Carry the news piece about the Defund Abortion Rally at Queen's Park forward from its last paragraph, on abortion funding across the provinces.

EXCERPT PROVIDED =
- Opening Delimiter -

There will be a ‘Defund Abortion Rally’ in Toronto at Queens Park on Saturday, Oct. 22. The purpose of the rally is “to make defunding abortion an issue in the newly elected provincial government,” organizer and head of Campaign Life Coalition Youth Alissa Golob told The Interim. The rally will be just the beginning of a nationwide movement to defund abortion, as the group will “move on to making this an issue in each province.”

Golob described the defunding strategy as an “incremental step” in the pro-life cause “without compromising our mandate to end abortion altogether.” The ultimate goal is “changing hearts and minds and making abortion unthinkable just as slavery and the holocaust are unthinkable to us today.”

The date of the rally is tentative, because Queen’s Park rules prevent booking demonstrations more than 30 days prior to an event, but Golob said her group is working with organizations across the province to ensure a massive turnout for the rally. She said that the public is ignorant about their payment for abortions through their taxes and the total costs associated with doing so.

Neither provincial nor federal health ministries release figures relating to the cost of abortion, but Life Canada estimates that abortion costs the federal government $80 million per year, using the average price of $800 for an abortion and related treatments. This corresponds to the 2005 abortion rate of 96,815 as reported by Statistics Canada, which excludes abortions done in British Columbia and in some Manitoba abortion facilities.

Abortion funding varies slightly across the country. In every province and territory, except for Prince Edward Island and Nunavut, abortions conducted in hospitals are paid for in full at taxpayer expense. In P.E.I. and Nunavut, though, taxpayers cover the cost for an abortion in a hospital in another province. In Ontario, Newfoundland, Alberta, and British Columbia, abortions in private facilities are also fully funded. In Quebec and Nova Scotia, there is partial funding for private abortions and in New Brunswick, abortions are not funded in private facilities.

- Closing Delimiter -

DATA FOR ANALYSIS =
- Opening Delimiter -

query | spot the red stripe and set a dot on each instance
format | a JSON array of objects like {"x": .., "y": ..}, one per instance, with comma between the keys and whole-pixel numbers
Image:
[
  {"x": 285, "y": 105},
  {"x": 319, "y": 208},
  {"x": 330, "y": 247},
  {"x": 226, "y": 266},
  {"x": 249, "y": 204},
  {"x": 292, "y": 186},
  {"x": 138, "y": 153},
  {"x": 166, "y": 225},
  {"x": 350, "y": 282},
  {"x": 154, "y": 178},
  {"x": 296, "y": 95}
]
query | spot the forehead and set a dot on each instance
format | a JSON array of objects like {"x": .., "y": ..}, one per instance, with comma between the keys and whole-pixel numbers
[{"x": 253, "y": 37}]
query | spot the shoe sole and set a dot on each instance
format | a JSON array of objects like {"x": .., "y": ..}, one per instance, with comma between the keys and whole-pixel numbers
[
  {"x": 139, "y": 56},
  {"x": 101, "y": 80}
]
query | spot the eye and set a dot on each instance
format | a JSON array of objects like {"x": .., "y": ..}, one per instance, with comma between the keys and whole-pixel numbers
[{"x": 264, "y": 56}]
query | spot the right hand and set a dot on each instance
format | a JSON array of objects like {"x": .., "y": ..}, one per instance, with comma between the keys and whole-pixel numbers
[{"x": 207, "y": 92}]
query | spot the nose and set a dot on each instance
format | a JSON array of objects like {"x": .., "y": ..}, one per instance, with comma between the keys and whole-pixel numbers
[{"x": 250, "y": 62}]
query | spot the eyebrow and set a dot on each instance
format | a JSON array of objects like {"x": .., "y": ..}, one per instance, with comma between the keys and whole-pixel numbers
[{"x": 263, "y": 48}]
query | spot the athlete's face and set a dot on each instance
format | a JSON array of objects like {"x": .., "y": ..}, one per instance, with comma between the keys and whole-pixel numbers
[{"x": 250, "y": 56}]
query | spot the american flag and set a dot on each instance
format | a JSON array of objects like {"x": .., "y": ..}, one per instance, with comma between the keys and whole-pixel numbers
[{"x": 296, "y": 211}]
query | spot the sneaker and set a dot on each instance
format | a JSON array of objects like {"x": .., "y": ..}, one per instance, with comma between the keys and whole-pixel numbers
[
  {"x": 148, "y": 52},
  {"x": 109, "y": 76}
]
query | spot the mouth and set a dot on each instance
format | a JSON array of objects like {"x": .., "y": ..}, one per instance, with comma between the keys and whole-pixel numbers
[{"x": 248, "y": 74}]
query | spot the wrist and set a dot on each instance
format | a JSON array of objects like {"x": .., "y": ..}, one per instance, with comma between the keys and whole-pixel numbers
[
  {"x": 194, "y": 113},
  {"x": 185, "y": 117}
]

- Closing Delimiter -

EXPECTED ANSWER =
An Abacus poll from May 2011 shows that Canadians are split over abortion funding, with 45 per cent supporting paying for the procedure through the health care system, while 42 per cent do not. The debate is also active in the United States, and according to a 2009 Quinnipiac poll, 72 per cent do not support taxpayer funds going to pay for abortion.

According to a literature review by the pro-abortion and formerly Planned Parenthood-affiliated Guttmacher Institute, defunding abortion does indeed decrease abortion rates. According to its June 2009 report, “Restrictions on Medicaid Funding for Abortions: A Literature Review,” which examines data from the United States, “Approximately one-fourth of women who would have Medicaid-funded abortions instead give birth when this funding is unavailable.” It also found that there are fewer teenage abortions and that abortions are often delayed for days or weeks. Furthermore, the report says, “Studies have found little evidence that lack of Medicaid funding has resulted in illegal abortions.”

In the United States, Republican lawmakers and pro-life organizations are currently waging a battle to get Planned Parenthood defunded. Washington disperses $363 million to Planned Parenthood, although the Hyde Amendment, which is renewed each session of Congress, outlaws federal funds to directly pay for abortion through Medicare, in military hospitals, and other government programs.